▸ RECORDS PROVIDED:
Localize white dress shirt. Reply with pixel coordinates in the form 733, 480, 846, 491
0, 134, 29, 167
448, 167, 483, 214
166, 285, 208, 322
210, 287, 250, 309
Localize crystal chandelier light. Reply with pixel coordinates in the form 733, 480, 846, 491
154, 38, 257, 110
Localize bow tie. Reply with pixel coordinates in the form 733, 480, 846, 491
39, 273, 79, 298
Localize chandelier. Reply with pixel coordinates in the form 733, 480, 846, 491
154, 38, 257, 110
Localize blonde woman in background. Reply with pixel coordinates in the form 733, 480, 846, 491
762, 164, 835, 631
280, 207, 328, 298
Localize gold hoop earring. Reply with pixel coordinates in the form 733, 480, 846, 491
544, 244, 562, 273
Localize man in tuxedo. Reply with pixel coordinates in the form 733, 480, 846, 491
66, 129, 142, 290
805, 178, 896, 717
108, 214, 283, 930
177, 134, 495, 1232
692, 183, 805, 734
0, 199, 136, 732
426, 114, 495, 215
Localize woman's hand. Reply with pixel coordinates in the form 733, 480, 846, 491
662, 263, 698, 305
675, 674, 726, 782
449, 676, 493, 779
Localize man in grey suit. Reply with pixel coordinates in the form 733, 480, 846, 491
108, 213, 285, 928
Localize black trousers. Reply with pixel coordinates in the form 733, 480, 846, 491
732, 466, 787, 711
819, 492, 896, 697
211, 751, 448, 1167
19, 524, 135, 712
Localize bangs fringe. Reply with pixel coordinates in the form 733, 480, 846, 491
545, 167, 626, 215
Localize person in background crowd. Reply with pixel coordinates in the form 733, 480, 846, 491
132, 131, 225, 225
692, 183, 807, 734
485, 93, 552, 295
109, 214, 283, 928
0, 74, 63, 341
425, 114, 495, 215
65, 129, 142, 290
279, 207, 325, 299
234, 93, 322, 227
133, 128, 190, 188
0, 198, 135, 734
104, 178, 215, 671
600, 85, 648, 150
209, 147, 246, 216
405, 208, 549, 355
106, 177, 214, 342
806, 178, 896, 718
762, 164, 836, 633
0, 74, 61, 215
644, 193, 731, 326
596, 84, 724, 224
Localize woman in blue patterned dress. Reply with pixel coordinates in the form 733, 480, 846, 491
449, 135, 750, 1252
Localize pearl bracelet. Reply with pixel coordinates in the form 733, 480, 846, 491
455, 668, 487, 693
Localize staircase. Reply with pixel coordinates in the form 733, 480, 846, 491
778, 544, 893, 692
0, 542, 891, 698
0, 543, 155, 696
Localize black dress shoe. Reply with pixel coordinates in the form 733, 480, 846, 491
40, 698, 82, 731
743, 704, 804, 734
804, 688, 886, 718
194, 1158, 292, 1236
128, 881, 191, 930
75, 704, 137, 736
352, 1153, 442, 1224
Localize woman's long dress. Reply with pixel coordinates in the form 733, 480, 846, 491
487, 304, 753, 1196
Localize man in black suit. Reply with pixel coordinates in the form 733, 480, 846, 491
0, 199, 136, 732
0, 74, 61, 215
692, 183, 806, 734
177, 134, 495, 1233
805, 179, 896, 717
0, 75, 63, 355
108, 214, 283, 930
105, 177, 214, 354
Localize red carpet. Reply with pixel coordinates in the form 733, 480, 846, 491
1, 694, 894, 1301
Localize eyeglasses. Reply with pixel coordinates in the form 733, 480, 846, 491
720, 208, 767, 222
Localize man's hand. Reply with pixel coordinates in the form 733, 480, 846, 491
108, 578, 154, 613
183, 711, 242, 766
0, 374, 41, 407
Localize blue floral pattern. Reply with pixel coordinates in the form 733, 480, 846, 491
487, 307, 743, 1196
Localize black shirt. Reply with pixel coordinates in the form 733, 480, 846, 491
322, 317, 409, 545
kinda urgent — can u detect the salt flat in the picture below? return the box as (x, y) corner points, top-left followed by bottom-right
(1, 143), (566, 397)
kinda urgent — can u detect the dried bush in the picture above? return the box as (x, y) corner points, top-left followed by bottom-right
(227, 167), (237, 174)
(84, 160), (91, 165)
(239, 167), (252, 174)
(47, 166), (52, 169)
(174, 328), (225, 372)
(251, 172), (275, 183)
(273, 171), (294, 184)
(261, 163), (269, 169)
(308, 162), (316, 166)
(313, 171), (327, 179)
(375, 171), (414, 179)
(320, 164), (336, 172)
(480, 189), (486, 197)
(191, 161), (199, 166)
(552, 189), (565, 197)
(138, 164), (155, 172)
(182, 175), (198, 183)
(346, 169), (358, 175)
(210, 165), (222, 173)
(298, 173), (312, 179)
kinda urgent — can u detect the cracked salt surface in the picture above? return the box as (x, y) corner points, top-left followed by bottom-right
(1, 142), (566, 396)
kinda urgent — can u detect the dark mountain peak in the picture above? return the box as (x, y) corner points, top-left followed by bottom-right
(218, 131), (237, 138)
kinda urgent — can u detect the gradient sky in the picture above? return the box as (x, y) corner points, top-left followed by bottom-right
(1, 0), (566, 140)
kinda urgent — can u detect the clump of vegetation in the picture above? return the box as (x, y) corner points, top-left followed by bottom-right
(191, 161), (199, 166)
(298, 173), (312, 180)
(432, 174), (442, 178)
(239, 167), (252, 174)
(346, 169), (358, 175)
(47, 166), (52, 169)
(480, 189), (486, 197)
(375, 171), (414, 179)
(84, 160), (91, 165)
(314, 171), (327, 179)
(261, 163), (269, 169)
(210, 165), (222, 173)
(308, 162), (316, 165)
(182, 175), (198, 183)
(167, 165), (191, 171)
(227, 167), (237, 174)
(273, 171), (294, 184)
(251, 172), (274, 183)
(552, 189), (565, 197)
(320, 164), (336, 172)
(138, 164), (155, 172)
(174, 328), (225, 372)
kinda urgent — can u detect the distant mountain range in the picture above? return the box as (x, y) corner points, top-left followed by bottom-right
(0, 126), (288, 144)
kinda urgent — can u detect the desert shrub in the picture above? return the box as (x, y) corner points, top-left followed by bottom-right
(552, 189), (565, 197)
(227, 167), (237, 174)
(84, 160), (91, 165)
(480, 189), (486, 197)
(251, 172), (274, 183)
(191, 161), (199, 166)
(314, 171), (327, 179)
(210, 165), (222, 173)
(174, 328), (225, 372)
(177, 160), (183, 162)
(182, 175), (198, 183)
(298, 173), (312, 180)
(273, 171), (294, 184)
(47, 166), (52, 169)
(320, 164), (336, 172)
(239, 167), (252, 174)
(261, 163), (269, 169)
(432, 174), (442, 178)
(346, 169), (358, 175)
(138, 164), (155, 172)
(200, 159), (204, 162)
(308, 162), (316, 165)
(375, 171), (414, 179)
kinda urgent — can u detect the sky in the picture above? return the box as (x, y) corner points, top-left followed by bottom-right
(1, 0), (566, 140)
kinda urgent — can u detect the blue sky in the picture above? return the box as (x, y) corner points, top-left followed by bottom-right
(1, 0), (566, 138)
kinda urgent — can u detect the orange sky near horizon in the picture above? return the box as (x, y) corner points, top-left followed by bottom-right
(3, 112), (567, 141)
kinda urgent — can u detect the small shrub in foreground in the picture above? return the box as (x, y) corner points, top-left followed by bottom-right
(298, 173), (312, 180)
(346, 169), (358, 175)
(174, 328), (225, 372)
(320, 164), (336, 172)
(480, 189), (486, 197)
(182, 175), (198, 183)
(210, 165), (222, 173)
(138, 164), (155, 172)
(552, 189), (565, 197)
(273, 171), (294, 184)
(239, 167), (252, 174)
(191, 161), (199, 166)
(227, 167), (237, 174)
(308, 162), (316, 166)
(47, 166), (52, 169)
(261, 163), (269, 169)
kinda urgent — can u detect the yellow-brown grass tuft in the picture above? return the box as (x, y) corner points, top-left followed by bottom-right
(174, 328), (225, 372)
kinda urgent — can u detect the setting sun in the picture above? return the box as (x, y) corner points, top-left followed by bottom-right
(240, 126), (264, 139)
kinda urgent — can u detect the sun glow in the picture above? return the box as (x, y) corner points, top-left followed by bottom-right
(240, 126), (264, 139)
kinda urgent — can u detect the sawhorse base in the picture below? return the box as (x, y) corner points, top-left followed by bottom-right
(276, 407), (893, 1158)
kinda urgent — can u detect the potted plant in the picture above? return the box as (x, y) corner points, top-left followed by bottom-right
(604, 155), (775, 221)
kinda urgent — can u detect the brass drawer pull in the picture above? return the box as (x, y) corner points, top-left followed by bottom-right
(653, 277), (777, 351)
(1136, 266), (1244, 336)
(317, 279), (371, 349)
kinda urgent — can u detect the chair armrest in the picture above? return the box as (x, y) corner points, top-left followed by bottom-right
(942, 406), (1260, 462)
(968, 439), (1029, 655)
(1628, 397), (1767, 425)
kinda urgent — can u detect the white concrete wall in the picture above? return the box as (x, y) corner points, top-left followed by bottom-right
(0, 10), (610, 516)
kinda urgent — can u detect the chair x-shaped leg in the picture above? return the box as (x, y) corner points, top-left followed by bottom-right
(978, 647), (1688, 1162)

▸ WHAT NEEDS TO BE DONE:
"kinda urgent — can u detect the chair x-shaped" marks the first line to print; reproduce that line and every line after it through the end of the listing above.

▸ RESPONSE:
kinda urgent — can u detect the chair x-shaped leg in the picture above? return the box as (x, y) corner points, top-left followed by bottom-right
(978, 647), (1688, 1162)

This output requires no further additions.